Task requirements =>
Copy all entries exactly.

Data shown START

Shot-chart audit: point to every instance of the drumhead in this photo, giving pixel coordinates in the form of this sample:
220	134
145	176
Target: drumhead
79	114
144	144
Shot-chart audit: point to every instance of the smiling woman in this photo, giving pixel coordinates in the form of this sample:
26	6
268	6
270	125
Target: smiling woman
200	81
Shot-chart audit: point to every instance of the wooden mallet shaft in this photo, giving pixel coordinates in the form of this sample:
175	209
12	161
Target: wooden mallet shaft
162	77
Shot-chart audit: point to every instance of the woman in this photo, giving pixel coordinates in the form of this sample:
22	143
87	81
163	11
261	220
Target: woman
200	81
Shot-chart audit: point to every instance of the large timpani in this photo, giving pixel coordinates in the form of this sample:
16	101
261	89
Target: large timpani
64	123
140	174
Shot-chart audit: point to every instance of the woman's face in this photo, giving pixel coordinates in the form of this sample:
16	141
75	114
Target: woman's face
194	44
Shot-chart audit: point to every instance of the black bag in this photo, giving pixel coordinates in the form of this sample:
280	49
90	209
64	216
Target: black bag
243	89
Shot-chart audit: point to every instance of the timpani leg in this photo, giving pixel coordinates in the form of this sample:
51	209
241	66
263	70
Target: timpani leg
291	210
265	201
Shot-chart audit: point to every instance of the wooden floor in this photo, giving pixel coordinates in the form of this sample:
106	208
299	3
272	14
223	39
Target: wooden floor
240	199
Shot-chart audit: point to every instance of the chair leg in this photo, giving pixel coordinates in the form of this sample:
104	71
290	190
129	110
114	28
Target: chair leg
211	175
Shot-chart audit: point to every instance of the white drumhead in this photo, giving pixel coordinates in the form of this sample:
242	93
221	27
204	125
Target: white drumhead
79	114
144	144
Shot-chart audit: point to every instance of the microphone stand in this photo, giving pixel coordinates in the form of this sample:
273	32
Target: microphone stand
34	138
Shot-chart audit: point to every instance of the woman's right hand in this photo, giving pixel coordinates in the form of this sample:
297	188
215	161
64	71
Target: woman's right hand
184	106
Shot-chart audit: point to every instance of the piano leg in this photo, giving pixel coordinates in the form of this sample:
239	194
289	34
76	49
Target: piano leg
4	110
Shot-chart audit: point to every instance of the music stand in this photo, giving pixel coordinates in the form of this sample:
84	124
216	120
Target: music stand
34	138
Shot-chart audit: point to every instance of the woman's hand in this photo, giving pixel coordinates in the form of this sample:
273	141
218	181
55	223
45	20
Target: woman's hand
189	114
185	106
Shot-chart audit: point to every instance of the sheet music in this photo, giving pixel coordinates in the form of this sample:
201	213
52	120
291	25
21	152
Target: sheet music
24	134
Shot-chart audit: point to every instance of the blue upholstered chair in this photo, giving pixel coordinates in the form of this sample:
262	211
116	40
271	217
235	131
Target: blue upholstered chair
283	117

Data shown END

Task output =>
Shot-chart audit: point to every instance of the drumhead in this photo, giving pixel coordinates in the form of this sample:
220	134
145	176
Target: drumhead
79	114
144	144
Shot-chart audit: point to every instance of the smiling woman in this photo, giving pixel coordinates in the form of this sample:
26	6
268	6
270	125
Target: smiling woman
200	81
Shot-chart audit: point to every instance of the wooden mallet shaft in this photo, giving pixel coordinates in the form of this sample:
175	209
12	161
Target: wooden mallet shaft
162	77
Shot-chart audit: point to every instance of the woman in this photo, giving pixel coordinates in the form of this sample:
22	143
87	81
163	11
261	220
Target: woman
200	81
Shot-chart audit: point to every instance of the large timpani in this photo, giving pixel coordinates in the form of this sample:
16	101
261	89
Target: large timpani
64	123
140	174
Shot-chart audit: point to every instance of the woman's face in this photo, giving pixel coordinates in the form of this sample:
16	141
75	114
Target: woman's face
194	44
Shot-chart audit: point to every instance of the black bag in this photo, giving pixel coordinates in the form of this sample:
280	49
90	209
64	216
Target: black bag
243	89
Shot-chart audit: point to every instance of the timpani leg in this photo, giving pixel coordinates in the form of this sample:
51	209
241	66
263	70
Target: timpani leg
291	210
265	201
Shot-chart audit: point to every instance of the wooden floor in this photo, giving pixel coordinates in the form of this sample:
106	208
299	3
272	14
223	39
Target: wooden floor
240	199
Shot-chart audit: point to every instance of the chair leg in this photo, giving pixel coordinates in the form of this sample:
104	71
290	190
129	110
114	28
Target: chair leg
211	175
Shot-chart audit: point to every instance of the white drumhead in this photo, giving pixel coordinates in the form of this sample:
242	93
221	27
204	125
Target: white drumhead
79	114
144	144
Shot-chart audit: point to every instance of the microphone stand in this photo, giving pixel coordinates in the form of this sample:
273	32
Target: microphone stand
34	138
Shot-chart audit: point to every instance of the woman's right hand in this photo, giving pixel coordinates in the form of this sample:
297	188
215	161
64	71
Target: woman's right hand
184	106
Shot-chart audit: point to every instance of the piano leg in this photo, giving pixel coordinates in the form of this sample:
239	194
289	34
76	49
Target: piano leg
4	110
Shot-chart audit: point to every instance of the music stand in this photo, giving pixel coordinates in the form of this sample:
84	124
216	120
Target: music stand
34	138
Shot-chart audit: point to every instance of the woman's hand in this photo, giving pixel coordinates in the form of this sample:
273	141
218	181
55	223
45	20
Target: woman's hand
189	114
185	106
Shot-chart audit: point to every instance of the sheet music in this photo, giving pixel coordinates in the form of this sample:
201	213
52	120
291	25
21	152
Target: sheet music
24	134
Shot-chart audit: point to every instance of the blue upholstered chair in this photo, giving pixel coordinates in the form of this sample:
262	211
116	40
271	217
235	131
Target: blue upholstered chair
283	117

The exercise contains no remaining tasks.